以下の行のうち、「Using the image above, draw a bounding box around the wooden」を含む行から始まり「[187,126,224,172]」を含む行まで続く部分を、両端の行も含めてそのまま書き写してください。

バウンディングボックスデータの抜粋
★ ★ ★ ★ ★

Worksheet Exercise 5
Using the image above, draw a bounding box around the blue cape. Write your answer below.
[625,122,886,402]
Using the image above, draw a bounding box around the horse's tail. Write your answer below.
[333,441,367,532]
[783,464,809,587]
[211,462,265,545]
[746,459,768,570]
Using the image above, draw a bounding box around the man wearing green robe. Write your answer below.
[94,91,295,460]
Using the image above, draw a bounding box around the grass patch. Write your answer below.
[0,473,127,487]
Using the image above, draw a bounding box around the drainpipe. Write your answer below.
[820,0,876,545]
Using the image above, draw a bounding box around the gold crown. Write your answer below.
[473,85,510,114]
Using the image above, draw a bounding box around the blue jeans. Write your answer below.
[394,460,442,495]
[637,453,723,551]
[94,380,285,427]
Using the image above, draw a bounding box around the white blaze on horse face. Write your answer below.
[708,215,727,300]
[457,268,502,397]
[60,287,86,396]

★ ★ ★ ★ ★

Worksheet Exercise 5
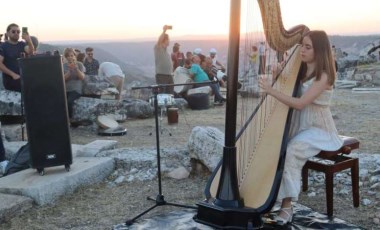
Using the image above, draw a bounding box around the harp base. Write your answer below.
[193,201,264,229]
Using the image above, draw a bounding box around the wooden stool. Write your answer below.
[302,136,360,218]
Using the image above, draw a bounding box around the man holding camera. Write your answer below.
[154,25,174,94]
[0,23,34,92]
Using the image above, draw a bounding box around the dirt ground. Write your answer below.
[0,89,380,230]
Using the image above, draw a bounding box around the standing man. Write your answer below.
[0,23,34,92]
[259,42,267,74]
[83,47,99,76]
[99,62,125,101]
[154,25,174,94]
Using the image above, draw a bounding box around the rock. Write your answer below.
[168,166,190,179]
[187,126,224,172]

★ ★ ★ ★ ★

# この問題の解答
Using the image above, draw a bounding box around the wooden stool. Write your answer below.
[302,136,360,218]
Using the image above, draw a bounding box around the man holding camera. Write your answer below.
[154,25,174,94]
[0,23,34,92]
Using the image above, draw a bounding box around the dirt ground. Write your answer below.
[0,89,380,230]
Using the image above, draw a bounding box around the standing man. Write your answer below.
[0,23,34,92]
[259,42,267,74]
[83,47,99,76]
[99,62,125,101]
[154,25,174,94]
Using the image above, draw a bounding box around the rock. Write your answer below.
[168,166,190,179]
[187,126,224,172]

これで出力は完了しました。